TEXTE ÉTUDIÉ »
---
CLAUDE DE GIVRAY – L’HOMME QUI VENAIT DE LA NOUVELLE VAGUE. Frédérique Topin. Carlotta Editions. 221 pages. 20 euros. En librairie depuis le 20 avril.

BogdanovichUNE OEUVRE SECRETE.- « L’œuvre de Bogdanovich est sans doute l’une des plus passionnantes et secrètes du cinéma américain de ces cinquante dernières années, mais aussi l’une des plus méconnues, en dépit de tout le bien qu’en disent, dès qu’ils en ont l’occasion, Quentin Tarantino, Wes Anderson ou encore Noah Baumbach. »
C’est ainsi que Jean-Baptiste Thoret évoque le parcours du réalisateur de La dernière séance (1971), son film le plus connu, titulaire de deux Oscars en 1972 pour les meilleurs seconds rôles (Ben Johnson et Cloris Leachman)…
Né en 1939 dans l’État de New York, Peter Bogdanovich débute comme critique de cinéma. En 1968, il réalise son premier film, La cible, thriller réaliste sur une star vieillissante du cinéma fantastique (Boris Karloff) confrontée à la violence arbitraire de l’Amérique du Vietnam. Deux ans plus tard, Bogdanovich pose sa caméra au Texas et tourne La dernière séance, en compagnie d’une jeune génération d’acteurs prometteurs (Jeff Bridges, Cybill Shepherd, Timothy Bottoms, Ellen Burstyn) et de Ben Johnson, l’un des acteurs fétiches de John Ford.
Après ce film, grand succès public et classique instantané, la carrière de Bogdanovich est lancée : suivront notamment On s’fait la valise, docteur? (1972), un screwball comedy moderne avec Ryan O’Neal et Barbra Streisand, La barbe à papa (1973), Daisy Miller (1974), Nickelodeon (1976), Saint Jack (1979), Et tout le monde riait (1981), Mask (1985), Texasville (1990) et le récent Broadway Therapy (2014).
---
LISTE DES ACTIVITÉS »
[A] D'après le texte sur Peter Bogdanovich, en quelle année a-t-il réalisé son premier film, La cible ?
[B] Recopiez le passage du texte sur Peter Bogdanovich de « C’est ainsi que » à « de John Ford. ».
[C] Rédigez la suite du texte sur Peter Bogdanovich après sa dernière phrase.
Les lignes de données ne sont pas nécessaires.

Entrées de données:
---
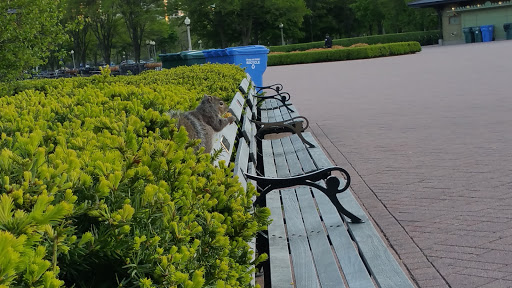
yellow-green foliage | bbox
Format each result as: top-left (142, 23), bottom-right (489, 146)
top-left (0, 64), bottom-right (269, 287)
top-left (268, 42), bottom-right (421, 66)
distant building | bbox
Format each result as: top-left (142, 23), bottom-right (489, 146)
top-left (408, 0), bottom-right (512, 44)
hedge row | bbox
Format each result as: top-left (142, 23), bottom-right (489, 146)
top-left (268, 42), bottom-right (421, 66)
top-left (269, 30), bottom-right (439, 52)
top-left (0, 65), bottom-right (269, 287)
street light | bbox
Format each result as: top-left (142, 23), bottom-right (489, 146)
top-left (70, 50), bottom-right (76, 69)
top-left (185, 17), bottom-right (192, 51)
top-left (146, 40), bottom-right (151, 60)
top-left (146, 40), bottom-right (156, 60)
top-left (279, 23), bottom-right (284, 45)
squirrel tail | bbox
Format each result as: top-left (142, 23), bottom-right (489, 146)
top-left (165, 110), bottom-right (183, 118)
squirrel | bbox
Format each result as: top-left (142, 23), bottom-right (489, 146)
top-left (167, 95), bottom-right (235, 153)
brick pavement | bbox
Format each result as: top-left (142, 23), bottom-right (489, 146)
top-left (264, 41), bottom-right (512, 288)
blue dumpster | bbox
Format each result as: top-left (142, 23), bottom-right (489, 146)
top-left (203, 49), bottom-right (227, 63)
top-left (180, 51), bottom-right (206, 66)
top-left (226, 45), bottom-right (269, 86)
top-left (480, 25), bottom-right (494, 42)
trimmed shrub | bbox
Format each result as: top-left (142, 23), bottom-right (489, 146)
top-left (269, 30), bottom-right (439, 52)
top-left (267, 42), bottom-right (421, 66)
top-left (0, 65), bottom-right (269, 287)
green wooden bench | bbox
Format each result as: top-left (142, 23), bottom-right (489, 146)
top-left (214, 73), bottom-right (414, 288)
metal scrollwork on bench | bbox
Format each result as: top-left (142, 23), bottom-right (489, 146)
top-left (255, 92), bottom-right (295, 112)
top-left (256, 83), bottom-right (283, 94)
top-left (244, 166), bottom-right (364, 223)
top-left (250, 116), bottom-right (315, 148)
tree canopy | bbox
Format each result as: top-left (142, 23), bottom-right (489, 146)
top-left (0, 0), bottom-right (66, 81)
top-left (0, 0), bottom-right (438, 81)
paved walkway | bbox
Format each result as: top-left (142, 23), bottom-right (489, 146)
top-left (264, 41), bottom-right (512, 288)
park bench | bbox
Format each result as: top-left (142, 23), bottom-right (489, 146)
top-left (210, 73), bottom-right (414, 288)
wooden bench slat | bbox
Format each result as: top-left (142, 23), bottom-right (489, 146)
top-left (238, 78), bottom-right (249, 94)
top-left (261, 140), bottom-right (277, 178)
top-left (234, 138), bottom-right (249, 189)
top-left (229, 92), bottom-right (245, 122)
top-left (280, 189), bottom-right (320, 288)
top-left (296, 133), bottom-right (414, 288)
top-left (249, 123), bottom-right (258, 165)
top-left (295, 186), bottom-right (345, 288)
top-left (242, 107), bottom-right (254, 143)
top-left (302, 132), bottom-right (332, 169)
top-left (281, 137), bottom-right (304, 176)
top-left (266, 190), bottom-right (293, 288)
top-left (290, 134), bottom-right (318, 173)
top-left (212, 123), bottom-right (238, 164)
top-left (338, 183), bottom-right (414, 288)
top-left (265, 139), bottom-right (290, 177)
top-left (313, 189), bottom-right (375, 288)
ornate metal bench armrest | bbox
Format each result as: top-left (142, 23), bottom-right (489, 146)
top-left (244, 166), bottom-right (364, 223)
top-left (255, 92), bottom-right (294, 112)
top-left (255, 83), bottom-right (283, 94)
top-left (250, 116), bottom-right (315, 148)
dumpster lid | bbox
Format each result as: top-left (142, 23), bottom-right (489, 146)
top-left (158, 53), bottom-right (181, 60)
top-left (180, 51), bottom-right (204, 59)
top-left (226, 45), bottom-right (269, 55)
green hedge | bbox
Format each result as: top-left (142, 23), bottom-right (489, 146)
top-left (267, 42), bottom-right (421, 66)
top-left (269, 30), bottom-right (439, 52)
top-left (0, 64), bottom-right (269, 287)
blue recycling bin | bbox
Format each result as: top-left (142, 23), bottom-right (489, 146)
top-left (203, 49), bottom-right (220, 63)
top-left (480, 25), bottom-right (494, 42)
top-left (226, 45), bottom-right (269, 86)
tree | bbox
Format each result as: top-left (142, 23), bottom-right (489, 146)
top-left (174, 0), bottom-right (308, 48)
top-left (350, 0), bottom-right (384, 35)
top-left (63, 0), bottom-right (91, 66)
top-left (117, 0), bottom-right (164, 63)
top-left (87, 0), bottom-right (120, 64)
top-left (0, 0), bottom-right (66, 81)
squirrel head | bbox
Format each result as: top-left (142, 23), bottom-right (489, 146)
top-left (201, 95), bottom-right (229, 115)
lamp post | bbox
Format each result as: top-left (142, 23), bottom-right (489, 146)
top-left (146, 40), bottom-right (151, 60)
top-left (185, 17), bottom-right (192, 51)
top-left (279, 23), bottom-right (284, 45)
top-left (146, 40), bottom-right (156, 60)
top-left (149, 41), bottom-right (156, 59)
top-left (70, 50), bottom-right (76, 69)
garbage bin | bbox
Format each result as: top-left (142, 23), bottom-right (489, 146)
top-left (471, 26), bottom-right (482, 42)
top-left (158, 53), bottom-right (185, 69)
top-left (503, 23), bottom-right (512, 40)
top-left (180, 51), bottom-right (206, 66)
top-left (462, 27), bottom-right (475, 43)
top-left (226, 45), bottom-right (269, 86)
top-left (480, 25), bottom-right (494, 42)
top-left (203, 49), bottom-right (221, 63)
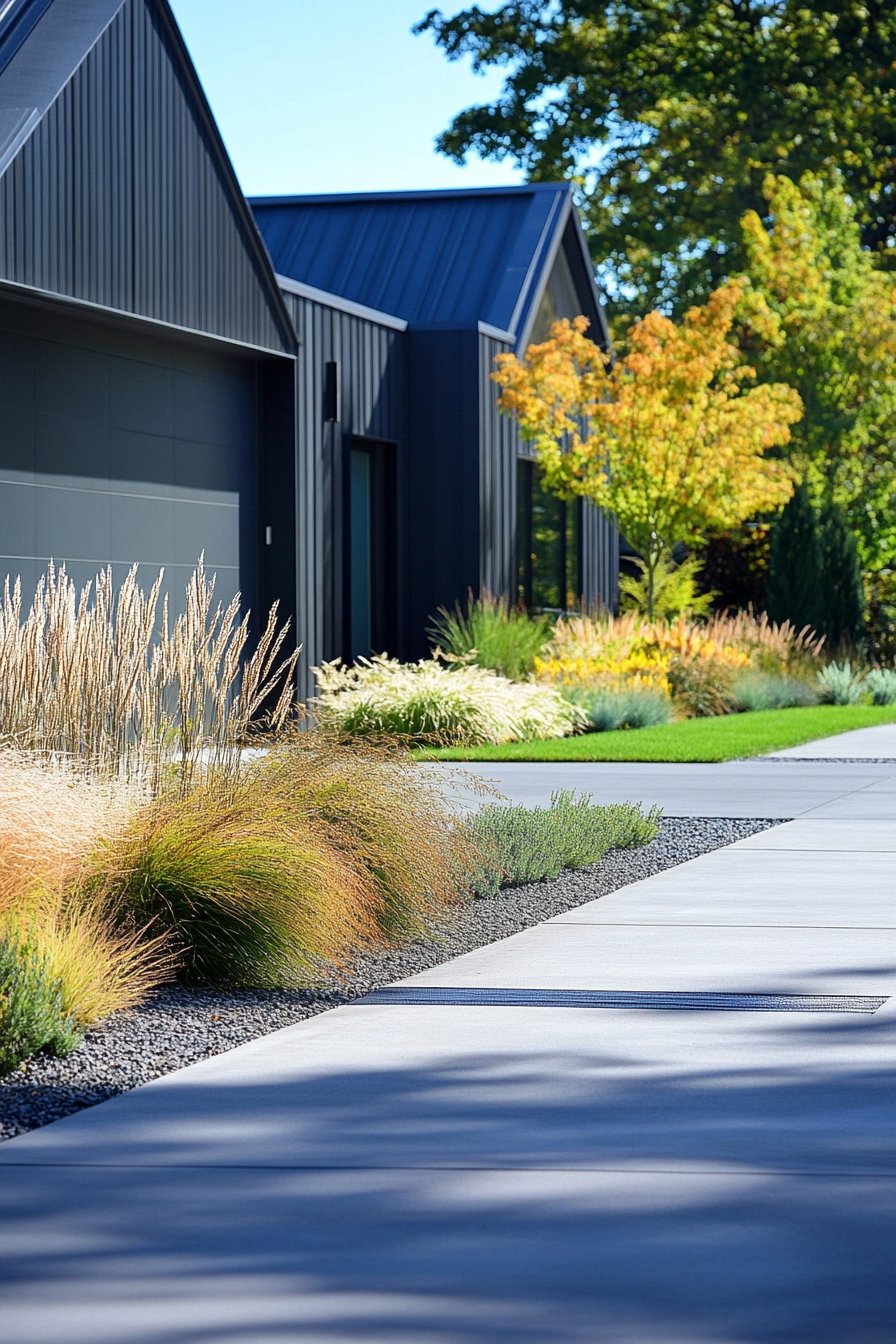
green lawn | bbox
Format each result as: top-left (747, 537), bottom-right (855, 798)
top-left (414, 704), bottom-right (896, 761)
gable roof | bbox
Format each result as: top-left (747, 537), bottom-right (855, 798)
top-left (0, 0), bottom-right (296, 353)
top-left (250, 183), bottom-right (606, 344)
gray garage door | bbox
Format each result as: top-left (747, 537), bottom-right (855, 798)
top-left (0, 302), bottom-right (258, 615)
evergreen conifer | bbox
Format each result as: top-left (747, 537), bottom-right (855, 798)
top-left (767, 481), bottom-right (823, 633)
top-left (818, 500), bottom-right (865, 649)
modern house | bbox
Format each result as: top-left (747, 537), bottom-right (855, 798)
top-left (0, 0), bottom-right (617, 691)
top-left (251, 184), bottom-right (618, 672)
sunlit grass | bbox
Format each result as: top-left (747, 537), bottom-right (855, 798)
top-left (415, 704), bottom-right (896, 762)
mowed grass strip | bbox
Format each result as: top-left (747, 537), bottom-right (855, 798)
top-left (414, 704), bottom-right (896, 761)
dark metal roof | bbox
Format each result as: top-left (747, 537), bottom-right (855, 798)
top-left (0, 0), bottom-right (52, 71)
top-left (0, 0), bottom-right (296, 355)
top-left (250, 183), bottom-right (603, 352)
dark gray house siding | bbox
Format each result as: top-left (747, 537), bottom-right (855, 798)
top-left (0, 0), bottom-right (293, 352)
top-left (281, 280), bottom-right (412, 696)
top-left (253, 184), bottom-right (617, 659)
top-left (477, 327), bottom-right (521, 595)
top-left (0, 0), bottom-right (296, 626)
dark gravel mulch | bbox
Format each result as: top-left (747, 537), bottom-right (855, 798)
top-left (0, 817), bottom-right (776, 1138)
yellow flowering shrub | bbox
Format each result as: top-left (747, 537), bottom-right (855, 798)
top-left (535, 612), bottom-right (821, 715)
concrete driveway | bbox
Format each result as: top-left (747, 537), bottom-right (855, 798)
top-left (0, 743), bottom-right (896, 1344)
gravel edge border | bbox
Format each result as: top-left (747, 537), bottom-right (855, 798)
top-left (0, 817), bottom-right (780, 1140)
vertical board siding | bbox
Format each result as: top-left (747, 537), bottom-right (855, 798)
top-left (582, 503), bottom-right (619, 612)
top-left (283, 293), bottom-right (407, 699)
top-left (0, 0), bottom-right (290, 352)
top-left (480, 333), bottom-right (520, 601)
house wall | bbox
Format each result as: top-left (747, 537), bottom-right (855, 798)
top-left (478, 332), bottom-right (521, 601)
top-left (283, 292), bottom-right (408, 698)
top-left (0, 296), bottom-right (276, 609)
top-left (406, 329), bottom-right (482, 659)
top-left (0, 0), bottom-right (293, 353)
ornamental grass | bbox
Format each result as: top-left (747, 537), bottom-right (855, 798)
top-left (0, 556), bottom-right (298, 790)
top-left (0, 751), bottom-right (172, 1067)
top-left (316, 655), bottom-right (582, 746)
top-left (535, 612), bottom-right (823, 716)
---
ENSEMBLE DES RÉPONSES »
[A] En 1968.

[B]
C’est ainsi que Jean-Baptiste Thoret évoque le parcours du réalisateur de La dernière séance (1971), son film le plus connu, titulaire de deux Oscars en 1972 pour les meilleurs seconds rôles (Ben Johnson et Cloris Leachman)…
Né en 1939 dans l’État de New York, Peter Bogdanovich débute comme critique de cinéma. En 1968, il réalise son premier film, La cible, thriller réaliste sur une star vieillissante du cinéma fantastique (Boris Karloff) confrontée à la violence arbitraire de l’Amérique du Vietnam. Deux ans plus tard, Bogdanovich pose sa caméra au Texas et tourne La dernière séance, en compagnie d’une jeune génération d’acteurs prometteurs (Jeff Bridges, Cybill Shepherd, Timothy Bottoms, Ellen Burstyn) et de Ben Johnson, l’un des acteurs fétiches de John Ford.

[C]
Paru en grand format en 2018, Le Cinéma comme élégie est sorti dans sa version poche à l’occasion de la rétrospective consacrée au cinéaste, en avril 2023, par la Cinémathèque française.
Connu comme critique de cinéma, spécialiste du 7e art américain, notamment du Nouvel Hollywood mais aussi du cinéma italien des années 70, réalisateur et auteur d’une quinzaine de livres sur le cinéma autour de figures du cinéma de genre comme Dario Argento, John Carpenter ou Tobe Hooper, Jean-Baptiste dirige aussi, depuis 2018, la collection Make my Day chez Studiocanal qui édite des films rares, pas ou peu édités en France.
Entre 2009 et 2018, Thoret va entretenir une conversation avec Peter Bogdanovich au cours de laquelle le cinéaste (disparu en janvier 2022) évoque ses films, ses rencontres, son enfance et ses drames personnels, sa conception de la mise en scène et les coulisses parfois cruelles d’Hollywood. Il aborde ses faits d’armes et ses déboires avec les studios américains, et sa passion pour les grands maîtres du septième art, de John Ford à Orson Welles.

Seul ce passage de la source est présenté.